> THE INPUT:
'''

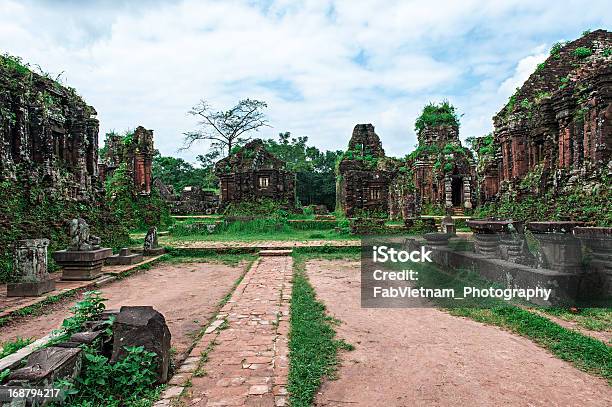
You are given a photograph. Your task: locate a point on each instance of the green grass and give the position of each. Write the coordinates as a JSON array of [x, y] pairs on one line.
[[281, 233], [230, 258], [312, 339], [592, 319]]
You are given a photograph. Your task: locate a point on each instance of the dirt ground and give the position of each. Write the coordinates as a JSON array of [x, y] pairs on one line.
[[185, 293], [425, 357]]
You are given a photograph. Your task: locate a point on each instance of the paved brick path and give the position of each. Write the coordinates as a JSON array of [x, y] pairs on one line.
[[246, 346], [9, 305]]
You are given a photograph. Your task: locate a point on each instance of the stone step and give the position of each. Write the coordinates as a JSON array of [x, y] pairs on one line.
[[276, 252]]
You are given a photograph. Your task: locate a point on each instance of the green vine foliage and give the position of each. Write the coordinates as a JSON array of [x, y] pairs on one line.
[[436, 115], [576, 204], [136, 211], [29, 211]]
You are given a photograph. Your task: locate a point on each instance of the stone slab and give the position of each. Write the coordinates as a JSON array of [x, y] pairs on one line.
[[34, 289], [118, 260], [71, 256]]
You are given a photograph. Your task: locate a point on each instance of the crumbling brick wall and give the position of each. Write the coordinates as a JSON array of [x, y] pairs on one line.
[[48, 134], [363, 187], [48, 163], [253, 173], [558, 124], [136, 150], [444, 171]]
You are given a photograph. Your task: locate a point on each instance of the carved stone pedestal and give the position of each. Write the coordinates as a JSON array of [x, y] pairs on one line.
[[125, 257], [30, 265], [81, 265], [437, 239]]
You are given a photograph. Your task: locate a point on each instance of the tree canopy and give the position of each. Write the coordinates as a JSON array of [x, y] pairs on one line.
[[229, 128]]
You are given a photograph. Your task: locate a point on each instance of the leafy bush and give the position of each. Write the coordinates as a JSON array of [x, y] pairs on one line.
[[127, 382], [556, 48], [89, 308], [30, 211], [436, 115], [10, 347]]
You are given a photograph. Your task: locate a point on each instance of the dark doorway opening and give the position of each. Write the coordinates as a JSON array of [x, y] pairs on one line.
[[456, 190]]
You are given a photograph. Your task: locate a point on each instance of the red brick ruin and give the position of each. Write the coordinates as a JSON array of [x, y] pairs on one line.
[[136, 151], [559, 123], [253, 173], [48, 136]]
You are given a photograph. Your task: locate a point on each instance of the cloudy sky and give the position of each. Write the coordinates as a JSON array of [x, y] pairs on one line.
[[322, 66]]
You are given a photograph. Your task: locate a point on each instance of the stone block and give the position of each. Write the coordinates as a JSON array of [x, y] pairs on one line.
[[123, 258], [46, 366], [81, 265], [142, 326], [34, 289]]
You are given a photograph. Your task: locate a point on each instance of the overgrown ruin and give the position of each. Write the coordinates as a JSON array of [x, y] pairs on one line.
[[136, 152], [553, 140], [362, 188], [253, 173], [48, 161], [444, 171], [438, 177]]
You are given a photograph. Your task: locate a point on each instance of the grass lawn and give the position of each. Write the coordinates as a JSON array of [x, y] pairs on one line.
[[313, 346]]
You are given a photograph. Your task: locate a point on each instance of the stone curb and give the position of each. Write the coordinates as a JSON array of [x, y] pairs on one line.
[[105, 278]]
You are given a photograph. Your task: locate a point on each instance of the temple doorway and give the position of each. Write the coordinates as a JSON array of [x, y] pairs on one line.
[[457, 191]]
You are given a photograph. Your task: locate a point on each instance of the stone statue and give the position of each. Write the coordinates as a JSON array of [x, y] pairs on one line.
[[151, 239], [80, 239]]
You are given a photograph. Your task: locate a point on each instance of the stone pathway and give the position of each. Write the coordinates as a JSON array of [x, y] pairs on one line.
[[242, 359]]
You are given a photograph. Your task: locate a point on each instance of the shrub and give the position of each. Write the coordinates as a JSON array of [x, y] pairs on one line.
[[89, 308], [127, 382], [583, 52], [10, 347]]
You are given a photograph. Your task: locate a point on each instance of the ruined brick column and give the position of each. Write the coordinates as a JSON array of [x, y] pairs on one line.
[[30, 264], [486, 237], [599, 241]]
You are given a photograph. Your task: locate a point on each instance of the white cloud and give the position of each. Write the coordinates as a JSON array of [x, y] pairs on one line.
[[524, 68], [147, 63]]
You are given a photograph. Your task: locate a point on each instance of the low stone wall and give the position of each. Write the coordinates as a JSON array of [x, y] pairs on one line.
[[567, 287]]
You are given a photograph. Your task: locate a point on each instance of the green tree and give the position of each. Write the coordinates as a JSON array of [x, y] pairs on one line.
[[230, 128], [315, 176]]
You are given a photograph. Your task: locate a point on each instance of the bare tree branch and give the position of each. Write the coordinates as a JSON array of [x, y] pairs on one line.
[[226, 127]]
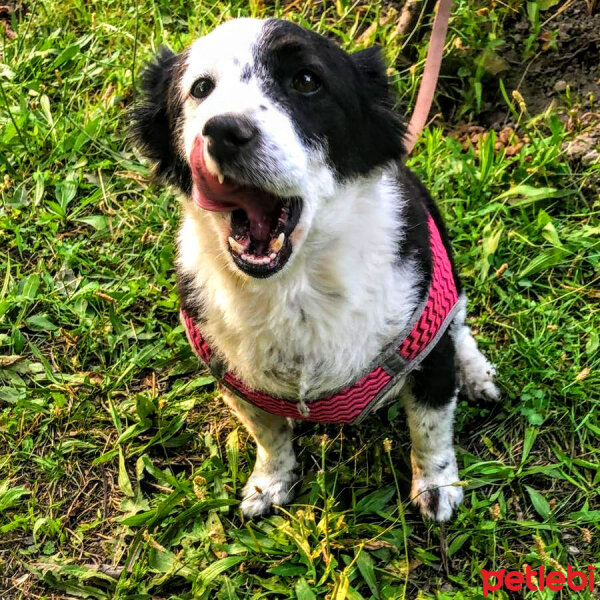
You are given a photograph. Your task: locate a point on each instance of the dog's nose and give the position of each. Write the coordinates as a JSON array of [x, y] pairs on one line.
[[228, 135]]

'''

> SHORT EXERCISE:
Arrange the lines from the one containing "of the carved" through the one containing "[[125, 257], [30, 265], [81, 265], [437, 239]]" as a two-column CSV headed instruction and coordinates, with one row for each pair of lines. Enclose every value in quotation marks as a single field, and change any line breaks to spaces.

> CORRECT OUTPUT:
instruction,coordinates
"You are given a photograph. Your task: locate a point on each instance of the carved stone pedestal and give the position of each. Write the coordinates as a JSON array of [x, y] pairs on one line.","[[125, 257], [30, 265], [81, 265], [437, 239]]"